EXCERPT TO READ:
I would suggest this:

array foo();

where array is an struct defined as:

struct array
{
    int *data;
    unsigned int ndim;  //number of dimensions
    unsigned int *size; //size of each dimension is size[i].
};

Of course, data is just a pointer to int, but the other two fields in the struct can be used in such a way that the data can be interpreted like an n dimensional array, and size of each dimension can be stored in size which is yet another pointer.

For example, take 4-dimensional array (dimension size are 10, 20, 30 and 40), then you can create and initialize 4D array as:

unsigned int size[] = {10,20,30,40};
array arr = create(4, size);

where create function is defined as:

array create(unsigned int n, unsigned int *size)
{
    array arr;
    arr.ndim = n;
    arr.size = (unsigned int*) malloc(n * sizeof(unsigned int));
    int i;
    unsigned int totalElements =  1;
    for( i = 0 ; i < n ; ++i)

THE TASKS:
1. Name each field declared in the struct array within the excerpt on representing an n-dimensional array in C, giving each field's type as declared.
2. Using the excerpt on representing an n-dimensional array in C, decide whether each statement agrees with it. Answer yes or no, and quote the words that settle it.
(a) The create function uses malloc to allocate memory for the size field.
(b) The data field is declared as a pointer to float.
(c) The worked example uses an array with five dimensions.
The records that follow come from a separate source.

(Some records)
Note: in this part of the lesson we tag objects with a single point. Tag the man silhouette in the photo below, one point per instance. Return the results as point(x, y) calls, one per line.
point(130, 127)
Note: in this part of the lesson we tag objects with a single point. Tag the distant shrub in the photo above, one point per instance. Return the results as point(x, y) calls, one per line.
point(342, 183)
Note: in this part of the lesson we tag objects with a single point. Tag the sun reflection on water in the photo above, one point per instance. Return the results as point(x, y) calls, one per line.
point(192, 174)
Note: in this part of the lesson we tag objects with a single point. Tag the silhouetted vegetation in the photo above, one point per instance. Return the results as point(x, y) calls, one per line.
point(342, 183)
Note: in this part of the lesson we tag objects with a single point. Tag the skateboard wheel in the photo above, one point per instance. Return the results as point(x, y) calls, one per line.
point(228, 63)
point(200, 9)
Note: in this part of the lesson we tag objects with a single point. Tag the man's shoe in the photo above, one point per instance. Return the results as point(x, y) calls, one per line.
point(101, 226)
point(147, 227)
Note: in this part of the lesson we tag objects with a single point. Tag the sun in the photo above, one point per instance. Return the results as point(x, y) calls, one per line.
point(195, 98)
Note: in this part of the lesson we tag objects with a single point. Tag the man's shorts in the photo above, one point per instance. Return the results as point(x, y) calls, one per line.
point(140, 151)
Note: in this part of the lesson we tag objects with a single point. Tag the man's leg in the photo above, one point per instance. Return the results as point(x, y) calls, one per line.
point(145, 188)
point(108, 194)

TASK RESULTS:
1.
- data: int * (pointer to int)
- ndim: unsigned int
- size: unsigned int * (pointer to unsigned int)

2.
(a) Yes: "arr.size = (unsigned int*) malloc(n * sizeof(unsigned int));"
(b) No: "int *data;"
(c) No: "take 4-dimensional array (dimension size are 10, 20, 30 and 40)"